Los productos y servicios generan hoy una experiencia que puede lograr la atención de los observadores por un fugaz instante, pero que depende de toda una historia previa, y toda una expectativa creada, para dejar una marca en las personas. En el mundo del marketing se habla hace décadas sobre el “momento de la verdad”, el momento en el que el cliente tiene el producto en sus manos y puede decidir entre comprarlo o dejarlo. Yo creo que la tecnología, y la relación de los jóvenes consumidores con ella, van a cambiar muy rápidamente ese momento de la verdad, si es que ya no lo cambió sin que las empresas se den cuenta.
Me explico: a cada día, el acto de la compra en sí pierde más y más fuerza. Para las nuevas generaciones, elegir el producto o servicio es un momento alejado del uso y la experiencia que el uso conlleva. Cuando un joven elige un producto, ya lo investigó, comparó, leyó decenas de opiniones en contra y a favor. Conoce sus defectos y virtudes mejor que los mismos desarrolladores de la fábrica, ya que hacen parte de una comunidad interconectada llamada mercado. Llegan al momento del “sí” y del pago ya convencidos, y es poco lo que se le puede agregar.
La automatización de ese proceso de elección, y la soledad en la que es realizado, disminuyen tremendamente la importancia de la compra en sí. “Hacer shopping” hoy es pasear, no comprar. A punta de “mouse”, el nuevo consumidor carga todas sus expectativas en el momento del uso, el momento de la experiencia. Pero con tanto para hacer, ver y tener, cada experiencia cuenta con muy poco tiempo para dejar su registro en la memoria de la persona.

◆ **Tu objetivo**: Transcribe el fragmento del texto sobre el momento de la verdad en el consumo, comenzando en "La automatización de" y terminando en "de la persona.". Estos datos son un material aparte y no forman parte del texto.

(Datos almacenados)

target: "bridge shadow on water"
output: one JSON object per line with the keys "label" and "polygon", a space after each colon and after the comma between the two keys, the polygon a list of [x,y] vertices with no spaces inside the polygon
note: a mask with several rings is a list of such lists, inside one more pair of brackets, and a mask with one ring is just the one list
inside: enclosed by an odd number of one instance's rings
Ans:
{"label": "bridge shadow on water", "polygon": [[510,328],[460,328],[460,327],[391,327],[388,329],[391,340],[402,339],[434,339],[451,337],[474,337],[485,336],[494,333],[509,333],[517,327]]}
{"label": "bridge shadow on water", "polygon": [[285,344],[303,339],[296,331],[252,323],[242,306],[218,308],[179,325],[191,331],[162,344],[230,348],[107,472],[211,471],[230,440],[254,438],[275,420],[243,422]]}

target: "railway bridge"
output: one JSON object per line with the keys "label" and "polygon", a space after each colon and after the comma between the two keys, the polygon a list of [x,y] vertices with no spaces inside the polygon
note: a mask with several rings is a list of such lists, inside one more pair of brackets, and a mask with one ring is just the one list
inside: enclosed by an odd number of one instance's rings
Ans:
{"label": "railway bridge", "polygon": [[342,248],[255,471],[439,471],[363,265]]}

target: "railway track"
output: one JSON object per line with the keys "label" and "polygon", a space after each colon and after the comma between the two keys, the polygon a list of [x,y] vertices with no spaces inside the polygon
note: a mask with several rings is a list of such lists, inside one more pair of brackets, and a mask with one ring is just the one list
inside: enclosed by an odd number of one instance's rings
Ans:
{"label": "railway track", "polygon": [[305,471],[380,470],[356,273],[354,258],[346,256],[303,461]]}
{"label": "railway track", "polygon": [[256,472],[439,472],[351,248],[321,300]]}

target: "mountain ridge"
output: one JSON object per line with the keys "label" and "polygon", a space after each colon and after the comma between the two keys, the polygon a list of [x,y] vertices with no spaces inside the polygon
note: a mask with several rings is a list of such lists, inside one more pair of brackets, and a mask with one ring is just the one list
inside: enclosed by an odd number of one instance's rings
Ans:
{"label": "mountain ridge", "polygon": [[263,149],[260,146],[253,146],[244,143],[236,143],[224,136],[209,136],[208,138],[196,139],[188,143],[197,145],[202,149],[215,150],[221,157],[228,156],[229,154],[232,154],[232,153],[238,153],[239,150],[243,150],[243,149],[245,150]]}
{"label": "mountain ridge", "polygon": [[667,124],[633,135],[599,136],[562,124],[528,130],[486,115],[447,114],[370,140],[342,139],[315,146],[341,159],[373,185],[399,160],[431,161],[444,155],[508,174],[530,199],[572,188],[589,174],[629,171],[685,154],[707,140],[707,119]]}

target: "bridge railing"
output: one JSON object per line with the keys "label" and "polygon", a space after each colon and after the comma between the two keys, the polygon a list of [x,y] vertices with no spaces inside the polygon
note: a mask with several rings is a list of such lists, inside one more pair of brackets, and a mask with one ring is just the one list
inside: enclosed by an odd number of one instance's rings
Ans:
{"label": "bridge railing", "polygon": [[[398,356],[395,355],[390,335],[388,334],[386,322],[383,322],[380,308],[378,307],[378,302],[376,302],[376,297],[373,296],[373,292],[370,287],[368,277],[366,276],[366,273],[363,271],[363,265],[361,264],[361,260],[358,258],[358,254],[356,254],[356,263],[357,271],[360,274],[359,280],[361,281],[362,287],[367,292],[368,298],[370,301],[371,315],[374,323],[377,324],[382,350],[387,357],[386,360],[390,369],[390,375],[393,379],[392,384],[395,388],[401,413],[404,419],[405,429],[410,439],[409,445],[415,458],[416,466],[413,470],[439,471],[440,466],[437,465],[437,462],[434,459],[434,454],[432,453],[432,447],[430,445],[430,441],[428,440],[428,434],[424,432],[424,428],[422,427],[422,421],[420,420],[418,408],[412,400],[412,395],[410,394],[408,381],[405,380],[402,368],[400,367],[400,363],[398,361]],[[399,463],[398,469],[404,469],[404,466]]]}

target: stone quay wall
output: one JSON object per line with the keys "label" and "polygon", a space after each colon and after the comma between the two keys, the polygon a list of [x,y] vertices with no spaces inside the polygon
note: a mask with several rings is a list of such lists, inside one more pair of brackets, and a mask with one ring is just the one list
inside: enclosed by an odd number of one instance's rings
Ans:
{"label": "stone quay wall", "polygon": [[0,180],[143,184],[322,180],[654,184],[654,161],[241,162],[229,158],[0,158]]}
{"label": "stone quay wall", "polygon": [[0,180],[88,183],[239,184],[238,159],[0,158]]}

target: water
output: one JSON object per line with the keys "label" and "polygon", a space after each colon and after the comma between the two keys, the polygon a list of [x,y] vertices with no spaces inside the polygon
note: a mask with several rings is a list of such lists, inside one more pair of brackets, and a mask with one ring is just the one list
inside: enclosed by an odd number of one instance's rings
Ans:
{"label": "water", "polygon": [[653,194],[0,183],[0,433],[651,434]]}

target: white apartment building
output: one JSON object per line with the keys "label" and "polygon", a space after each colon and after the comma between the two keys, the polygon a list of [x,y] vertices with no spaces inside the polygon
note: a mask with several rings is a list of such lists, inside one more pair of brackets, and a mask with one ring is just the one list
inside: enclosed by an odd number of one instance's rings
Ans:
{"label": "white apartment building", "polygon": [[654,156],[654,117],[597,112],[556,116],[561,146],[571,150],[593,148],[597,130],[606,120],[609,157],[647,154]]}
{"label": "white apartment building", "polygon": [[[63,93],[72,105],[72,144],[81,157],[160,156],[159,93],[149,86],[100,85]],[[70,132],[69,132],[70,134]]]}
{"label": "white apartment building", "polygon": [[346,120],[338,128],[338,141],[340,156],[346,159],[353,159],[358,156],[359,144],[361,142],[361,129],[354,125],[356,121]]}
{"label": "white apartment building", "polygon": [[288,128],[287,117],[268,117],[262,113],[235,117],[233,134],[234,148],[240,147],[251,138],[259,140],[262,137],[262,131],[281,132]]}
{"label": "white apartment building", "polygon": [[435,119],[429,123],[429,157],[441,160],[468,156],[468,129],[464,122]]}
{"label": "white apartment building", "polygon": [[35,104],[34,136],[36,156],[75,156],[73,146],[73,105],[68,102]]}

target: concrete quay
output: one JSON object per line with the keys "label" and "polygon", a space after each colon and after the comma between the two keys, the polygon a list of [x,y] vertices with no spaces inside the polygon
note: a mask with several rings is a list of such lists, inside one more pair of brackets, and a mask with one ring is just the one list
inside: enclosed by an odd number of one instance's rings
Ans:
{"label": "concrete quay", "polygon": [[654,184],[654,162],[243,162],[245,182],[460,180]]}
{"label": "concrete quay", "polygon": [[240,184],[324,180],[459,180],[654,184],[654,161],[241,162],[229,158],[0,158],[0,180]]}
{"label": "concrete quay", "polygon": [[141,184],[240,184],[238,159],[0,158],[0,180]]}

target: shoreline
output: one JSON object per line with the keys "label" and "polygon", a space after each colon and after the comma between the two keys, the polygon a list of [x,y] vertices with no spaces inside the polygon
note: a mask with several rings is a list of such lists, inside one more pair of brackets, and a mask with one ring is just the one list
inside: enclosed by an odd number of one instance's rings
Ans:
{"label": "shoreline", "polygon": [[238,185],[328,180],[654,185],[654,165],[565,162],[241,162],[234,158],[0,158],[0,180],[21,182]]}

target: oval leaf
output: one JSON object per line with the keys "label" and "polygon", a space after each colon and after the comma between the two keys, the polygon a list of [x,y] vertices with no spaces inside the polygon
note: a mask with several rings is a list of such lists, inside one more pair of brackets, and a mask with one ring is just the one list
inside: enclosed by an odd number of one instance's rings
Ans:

◆ **Resultado de la tarea**:
La automatización de ese proceso de elección, y la soledad en la que es realizado, disminuyen tremendamente la importancia de la compra en sí. “Hacer shopping” hoy es pasear, no comprar. A punta de “mouse”, el nuevo consumidor carga todas sus expectativas en el momento del uso, el momento de la experiencia. Pero con tanto para hacer, ver y tener, cada experiencia cuenta con muy poco tiempo para dejar su registro en la memoria de la persona.